■ Activity:
Your answer must consist of the records exactly as given, with no pictures included.

■ Entries shown:
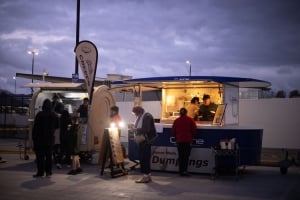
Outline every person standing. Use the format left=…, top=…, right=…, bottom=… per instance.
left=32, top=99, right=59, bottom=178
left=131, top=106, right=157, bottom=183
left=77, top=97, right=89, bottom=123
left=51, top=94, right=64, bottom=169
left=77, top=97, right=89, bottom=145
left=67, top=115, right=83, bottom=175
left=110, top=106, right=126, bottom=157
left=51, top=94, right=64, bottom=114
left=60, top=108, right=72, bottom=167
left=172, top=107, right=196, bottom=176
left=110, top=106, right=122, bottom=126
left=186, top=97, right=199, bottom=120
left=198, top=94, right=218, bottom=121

■ Solution for this problem:
Outline every person standing. Use the format left=…, top=…, right=…, bottom=… per instance.
left=32, top=99, right=59, bottom=178
left=131, top=106, right=157, bottom=183
left=77, top=97, right=89, bottom=123
left=51, top=94, right=64, bottom=169
left=77, top=97, right=89, bottom=145
left=67, top=115, right=83, bottom=175
left=110, top=106, right=126, bottom=157
left=51, top=94, right=64, bottom=114
left=60, top=108, right=72, bottom=167
left=172, top=107, right=196, bottom=176
left=110, top=106, right=122, bottom=126
left=186, top=97, right=199, bottom=120
left=198, top=94, right=218, bottom=121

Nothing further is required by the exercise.